Work item →
Return the passage on Michell's service from the Mississippi to the French border word for word, in full.

Source extract →

* * * * *

Things went differently on the west bank. The naval boats made it across the mighty Mississippi in the teeth of a strong current, the assault force landed and at a cost of 85 casualties quickly captured the American position, although it was held by about 1,500 men. Michell set up his rockets and began firing volleys of Congreves at the American line on the east bank. Once this was well underway, he turned his attention to examining the captured artillery. In all it amounted to sixteen guns and howitzers, one of which was inscribed “Taken at the Surrender of Yorktown in 1781.”
Andrew Jackson reported that the west bank guns were spiked before the American defenders fled. That may have been so, but an experienced officer like Michell would have ensured that his men had bought the sweet oil, screw-taps and other necessary items for withdrawing soft iron spikes from touchholes, and he “commenced cleaning enemy’s guns to form a battery to enfilade their lines on the left [east] bank.” It has been claimed that the Americans believed that the loss of the west bank battery so greatly weakened their defences that, if the British attack had been renewed, they would have evacuated New Orleans (History of the Corps of Royal Engineers Vol I p 363 refers).
The new British Commander decided to break off the attack. By 21 January 1815, Michell was back aboard the flagship Royal Oak. He was present at the capture of Fort Bowyer in Mobile bay on 15 February 1815. The next day, news arrived that the negotiators had signed a peace treaty – on 24 December 1814.
‘The Man Who Burned Down the White House’
Michell reached Portsmouth on 30 May 1815 but, together with all the artillery returning from North America, he was ordered to join the Duke of Wellington’s Army in the Low Countries and sailed to Ostend on 9 June. He arrived too late to join the battle of Waterloo, although Michell could hear the gunfire. After the battle, as the Allied armies marched on Paris, six artillery Companies, including Michell’s, were detached to serve with the Prussian army that had undertaken to capture Napoleon’s fortresses that defended the north-east border of France. Each stronghold in succession was bombarded until it surrendered. Afterwards, in December 1815, Michell was appointed to a distinguished Commission with a mandate to study and report on Prussian fortresses.

* * * * *

Information shown →
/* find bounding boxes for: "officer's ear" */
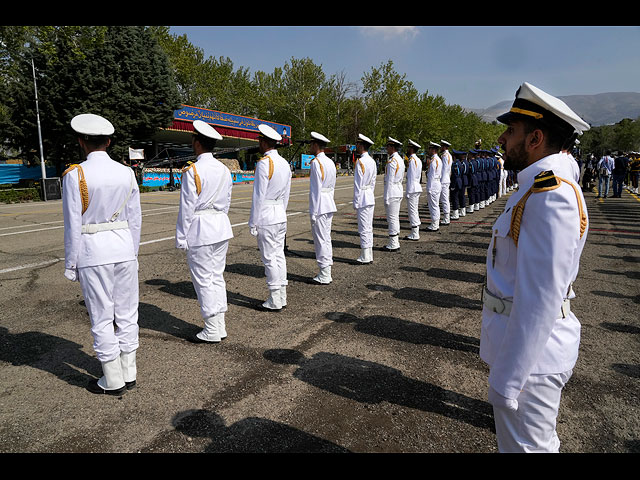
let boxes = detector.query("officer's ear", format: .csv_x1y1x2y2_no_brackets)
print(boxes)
527,128,545,150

* * * * *

Result →
Things went differently on the west bank. The naval boats made it across the mighty Mississippi in the teeth of a strong current, the assault force landed and at a cost of 85 casualties quickly captured the American position, although it was held by about 1,500 men. Michell set up his rockets and began firing volleys of Congreves at the American line on the east bank. Once this was well underway, he turned his attention to examining the captured artillery. In all it amounted to sixteen guns and howitzers, one of which was inscribed “Taken at the Surrender of Yorktown in 1781.”
Andrew Jackson reported that the west bank guns were spiked before the American defenders fled. That may have been so, but an experienced officer like Michell would have ensured that his men had bought the sweet oil, screw-taps and other necessary items for withdrawing soft iron spikes from touchholes, and he “commenced cleaning enemy’s guns to form a battery to enfilade their lines on the left [east] bank.” It has been claimed that the Americans believed that the loss of the west bank battery so greatly weakened their defences that, if the British attack had been renewed, they would have evacuated New Orleans (History of the Corps of Royal Engineers Vol I p 363 refers).
The new British Commander decided to break off the attack. By 21 January 1815, Michell was back aboard the flagship Royal Oak. He was present at the capture of Fort Bowyer in Mobile bay on 15 February 1815. The next day, news arrived that the negotiators had signed a peace treaty – on 24 December 1814.
‘The Man Who Burned Down the White House’
Michell reached Portsmouth on 30 May 1815 but, together with all the artillery returning from North America, he was ordered to join the Duke of Wellington’s Army in the Low Countries and sailed to Ostend on 9 June. He arrived too late to join the battle of Waterloo, although Michell could hear the gunfire. After the battle, as the Allied armies marched on Paris, six artillery Companies, including Michell’s, were detached to serve with the Prussian army that had undertaken to capture Napoleon’s fortresses that defended the north-east border of France. Each stronghold in succession was bombarded until it surrendered. Afterwards, in December 1815, Michell was appointed to a distinguished Commission with a mandate to study and report on Prussian fortresses.